## Exercise requirements
Each entry is to be given again word for word; images are dropped.

Records from a data collection:

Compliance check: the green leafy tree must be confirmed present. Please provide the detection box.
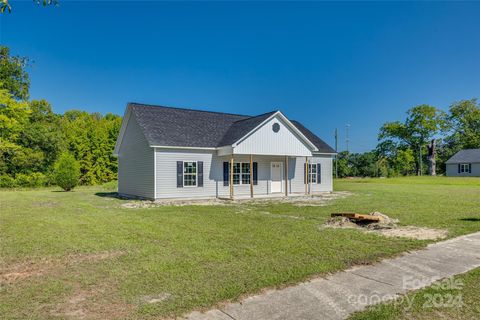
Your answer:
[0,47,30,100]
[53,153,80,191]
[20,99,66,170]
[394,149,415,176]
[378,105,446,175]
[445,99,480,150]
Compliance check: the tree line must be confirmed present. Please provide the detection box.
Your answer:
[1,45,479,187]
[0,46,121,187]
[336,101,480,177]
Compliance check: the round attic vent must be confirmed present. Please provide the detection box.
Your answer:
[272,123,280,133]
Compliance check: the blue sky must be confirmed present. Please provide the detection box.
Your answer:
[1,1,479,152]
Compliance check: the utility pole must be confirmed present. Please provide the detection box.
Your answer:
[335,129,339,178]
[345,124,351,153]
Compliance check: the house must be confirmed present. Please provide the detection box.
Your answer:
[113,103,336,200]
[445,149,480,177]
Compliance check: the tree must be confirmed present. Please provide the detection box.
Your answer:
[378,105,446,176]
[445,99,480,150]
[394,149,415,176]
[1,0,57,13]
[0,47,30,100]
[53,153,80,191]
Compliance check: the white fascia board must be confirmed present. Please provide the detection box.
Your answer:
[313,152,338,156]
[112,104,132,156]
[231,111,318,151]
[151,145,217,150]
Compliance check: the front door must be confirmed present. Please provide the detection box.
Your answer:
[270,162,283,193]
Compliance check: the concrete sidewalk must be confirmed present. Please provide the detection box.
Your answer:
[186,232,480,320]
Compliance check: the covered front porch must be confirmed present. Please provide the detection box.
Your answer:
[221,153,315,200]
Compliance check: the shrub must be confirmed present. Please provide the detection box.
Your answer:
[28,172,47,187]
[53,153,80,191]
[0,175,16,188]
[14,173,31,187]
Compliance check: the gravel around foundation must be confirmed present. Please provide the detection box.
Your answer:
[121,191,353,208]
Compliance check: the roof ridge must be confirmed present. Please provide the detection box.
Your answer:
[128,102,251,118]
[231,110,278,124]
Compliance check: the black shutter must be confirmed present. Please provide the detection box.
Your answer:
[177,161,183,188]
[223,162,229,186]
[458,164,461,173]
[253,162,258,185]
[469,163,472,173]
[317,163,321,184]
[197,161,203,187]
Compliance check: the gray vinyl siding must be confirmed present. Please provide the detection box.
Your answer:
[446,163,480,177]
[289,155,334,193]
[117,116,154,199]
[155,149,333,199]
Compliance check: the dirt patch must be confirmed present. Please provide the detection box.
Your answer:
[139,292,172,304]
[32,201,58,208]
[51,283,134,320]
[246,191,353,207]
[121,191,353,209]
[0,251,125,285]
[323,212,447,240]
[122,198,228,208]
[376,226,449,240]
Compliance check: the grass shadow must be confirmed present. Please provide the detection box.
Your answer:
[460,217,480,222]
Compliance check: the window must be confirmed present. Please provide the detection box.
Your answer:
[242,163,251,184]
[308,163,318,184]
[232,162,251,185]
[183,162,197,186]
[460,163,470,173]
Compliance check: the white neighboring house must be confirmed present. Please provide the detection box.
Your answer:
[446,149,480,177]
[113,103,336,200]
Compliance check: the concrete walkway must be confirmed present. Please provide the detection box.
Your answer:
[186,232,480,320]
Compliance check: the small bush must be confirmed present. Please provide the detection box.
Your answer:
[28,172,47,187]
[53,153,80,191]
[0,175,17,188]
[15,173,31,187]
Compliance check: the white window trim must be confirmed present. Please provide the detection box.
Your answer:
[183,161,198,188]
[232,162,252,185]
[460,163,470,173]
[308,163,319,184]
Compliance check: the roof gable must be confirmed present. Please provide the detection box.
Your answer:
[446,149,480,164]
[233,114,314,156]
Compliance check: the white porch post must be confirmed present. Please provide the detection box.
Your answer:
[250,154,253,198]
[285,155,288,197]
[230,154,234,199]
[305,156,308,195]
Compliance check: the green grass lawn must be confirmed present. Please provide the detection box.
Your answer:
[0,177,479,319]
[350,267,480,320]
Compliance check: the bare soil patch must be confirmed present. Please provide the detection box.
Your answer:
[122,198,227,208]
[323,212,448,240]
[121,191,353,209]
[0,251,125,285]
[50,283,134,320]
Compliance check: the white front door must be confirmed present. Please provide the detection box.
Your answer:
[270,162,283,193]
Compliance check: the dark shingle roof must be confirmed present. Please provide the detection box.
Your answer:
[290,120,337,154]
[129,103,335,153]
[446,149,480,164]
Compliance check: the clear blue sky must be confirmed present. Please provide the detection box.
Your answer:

## Output of the exercise
Compliance check: the green leafy tree must be confirmed present. Please provide the detection box.
Your answer:
[0,47,30,100]
[53,153,80,191]
[20,99,66,170]
[394,149,415,176]
[378,105,446,175]
[445,99,480,150]
Compliance check: the tree line must be confirmed present. Please provide the detection box.
Your answer:
[1,45,479,187]
[0,46,121,187]
[336,101,480,177]
Compliance check: the round attic vent must be confirmed present. Please provide the detection box.
Your answer:
[272,123,280,133]
Compliance check: the blue sky must be confirmed present. Please provide the detection box.
Your answer:
[1,1,479,152]
Compliance check: the utility pole must be confirmed present. Please provide the detection box.
Your answer:
[335,129,339,178]
[345,124,351,153]
Compliance check: the house must be confirmed present. Please provide the detection box.
Your answer:
[113,103,336,200]
[445,149,480,177]
Compliance check: the tree must be confirmed present. Please provide the detection box.
Your answer:
[378,105,446,176]
[445,99,480,150]
[394,149,415,176]
[1,0,57,13]
[0,47,30,100]
[53,153,80,191]
Compliance check: the white fascia board must be confirmed present. Please provide the detection box.
Your answer:
[313,152,338,156]
[112,104,132,156]
[231,111,318,151]
[151,145,217,150]
Compliance check: the front door must be confirmed present. Please provide the detection box.
Your answer:
[270,162,283,193]
Compliance check: the concrete sidewalk must be confirmed present. Please provide the detection box.
Your answer:
[186,232,480,320]
Compliance check: the covered front porch must be confirmed present. Please provide the detection box.
Your answer:
[221,153,315,200]
Compliance check: the shrub must be confirmed present. Please provide the detection box.
Your answer:
[28,172,47,187]
[53,153,80,191]
[0,175,16,188]
[14,173,31,187]
Compliance check: the gravel around foundation must be confirmed present. Please provide the detection box.
Your answer:
[121,191,353,208]
Compliance check: the roof ridge must be confirmed present. Please provide the detection box.
Your answer:
[128,102,251,118]
[231,110,278,124]
Compliance check: the black shutter must be confirmed present. Please provide the detection box.
Your answer:
[177,161,183,188]
[223,162,229,186]
[458,164,461,173]
[253,162,258,185]
[469,163,472,173]
[317,163,321,184]
[197,161,203,187]
Compliance check: the gray vinyl siding must be confirmed present. Please provide the detection box.
Your answer:
[446,163,480,177]
[289,155,334,193]
[117,116,154,199]
[155,149,333,199]
Compliance check: the dirt patch must be confirmed present. Please provide the detection box.
Your answer:
[139,292,172,304]
[32,201,58,208]
[51,283,134,320]
[246,191,353,207]
[121,191,353,209]
[0,251,125,285]
[323,212,447,240]
[122,198,228,208]
[376,226,449,240]
Compliance check: the grass shadow must be confirmed present. Please provide the detection box.
Your answer:
[460,217,480,222]
Compliance check: the window must be confirmed present. Please provide the detection box.
Your answer:
[242,163,251,184]
[308,163,318,184]
[232,162,251,185]
[183,162,197,186]
[460,163,470,173]
Compliance check: the white neighboring house must be confirmed present. Please provide the detection box.
Your answer:
[446,149,480,177]
[113,103,336,200]
Compliance check: the concrete walkway must be confirmed present. Please provide the detection box.
Your answer:
[186,232,480,320]
Compliance check: the small bush must be confirmed present. Please provide the detection box.
Your answer:
[28,172,47,187]
[53,153,80,191]
[0,175,17,188]
[15,173,31,187]
Compliance check: the white window trim must be confirmed present. Please provide the detection box.
Your answer:
[183,161,198,188]
[232,162,252,185]
[460,163,470,173]
[308,163,319,184]
Compliance check: the roof gable must be confirmed present. Please provide the detection box.
Your answer:
[446,149,480,164]
[233,114,314,156]
Compliance check: the white porch post must be confirmed present. Please provide the detection box.
Your answer:
[250,154,253,198]
[285,155,288,197]
[230,154,234,199]
[305,156,308,195]
Compliance check: the green grass lawn must be confirmed present. Please provide the detection box.
Your answer:
[0,177,479,319]
[350,267,480,320]
Compliance check: the bare soil patch must be confirmed present. Please provide the detection box.
Your answer:
[122,198,227,208]
[323,212,448,240]
[121,191,353,209]
[0,251,125,285]
[50,283,134,320]
Compliance check: the white front door must be confirmed present. Please provide the detection box.
Your answer:
[270,162,283,193]
Compliance check: the dark shingle roof must be confirmed present. Please provide the detection box.
Your answer:
[290,120,337,154]
[129,103,335,153]
[446,149,480,164]
Compliance check: the clear blue sky must be confirmed present. Please provide the detection box.
Your answer:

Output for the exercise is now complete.